> [Exercise directions] Render the rows below as a Markdown table with the columns No. and Line, numbering each row and leaving out blank lines.

Excerpts of pointing data
--------------------------------
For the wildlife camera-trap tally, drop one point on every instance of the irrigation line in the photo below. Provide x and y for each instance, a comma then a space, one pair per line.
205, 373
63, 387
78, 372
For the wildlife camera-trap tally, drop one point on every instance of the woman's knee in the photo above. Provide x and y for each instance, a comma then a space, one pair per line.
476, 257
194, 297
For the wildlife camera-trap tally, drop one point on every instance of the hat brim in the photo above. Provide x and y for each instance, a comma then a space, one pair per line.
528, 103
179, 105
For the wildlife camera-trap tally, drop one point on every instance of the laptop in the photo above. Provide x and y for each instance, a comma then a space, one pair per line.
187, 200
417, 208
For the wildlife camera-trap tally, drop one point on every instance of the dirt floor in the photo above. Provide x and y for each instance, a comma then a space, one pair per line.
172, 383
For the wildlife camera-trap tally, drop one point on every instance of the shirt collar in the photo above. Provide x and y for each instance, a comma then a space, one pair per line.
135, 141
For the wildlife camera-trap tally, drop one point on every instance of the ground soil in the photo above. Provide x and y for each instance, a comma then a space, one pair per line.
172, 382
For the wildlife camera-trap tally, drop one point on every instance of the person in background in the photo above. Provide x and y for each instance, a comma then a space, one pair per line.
--------------------------------
> [Result of the task]
| No. | Line |
|---|---|
| 1 | For the wildlife camera-trap tally, drop one point on every instance of the irrigation line in the photo below. Provide x and y for each instance, a comma then a space, one pair per line. |
| 2 | 205, 373 |
| 3 | 63, 387 |
| 4 | 78, 372 |
| 5 | For the wildlife camera-trap tally, drop one point on every instance of the woman's knee in the photo above. Provide x and y for each instance, a comma then a space, one pair per line. |
| 6 | 476, 257 |
| 7 | 194, 297 |
| 8 | For the wildlife camera-trap tally, drop one point on every instance of the hat brim in the photo above. Provide x and y for each instance, a comma then a space, one pair per line. |
| 9 | 528, 103 |
| 10 | 179, 105 |
| 11 | For the wildlife camera-trap tally, drop one point on every instance of the laptop in the photo above. Provide x and y for each instance, a comma then a space, one pair per line. |
| 12 | 187, 200 |
| 13 | 417, 208 |
| 14 | For the wildlife camera-trap tally, drop one point on every instance of the dirt floor in the photo above. Provide x and y for each instance, a comma then a space, one pair per line. |
| 15 | 172, 383 |
| 16 | For the wildlife camera-trap tally, drop one point on every instance of the shirt collar in the photo above. Provide x and y for each instance, a comma then a space, one pair per line. |
| 17 | 135, 141 |
| 18 | For the wildlife camera-trap tally, drop one point on every instance of the ground soil in the photo above. Provide x and y for each instance, a comma then a space, one pair per line. |
| 19 | 172, 382 |
| 20 | For the wildlife camera-trap tally, drop one point on every instance of the person in background in the photo above. Provide x and y for each instance, a comma then a space, one pair per line. |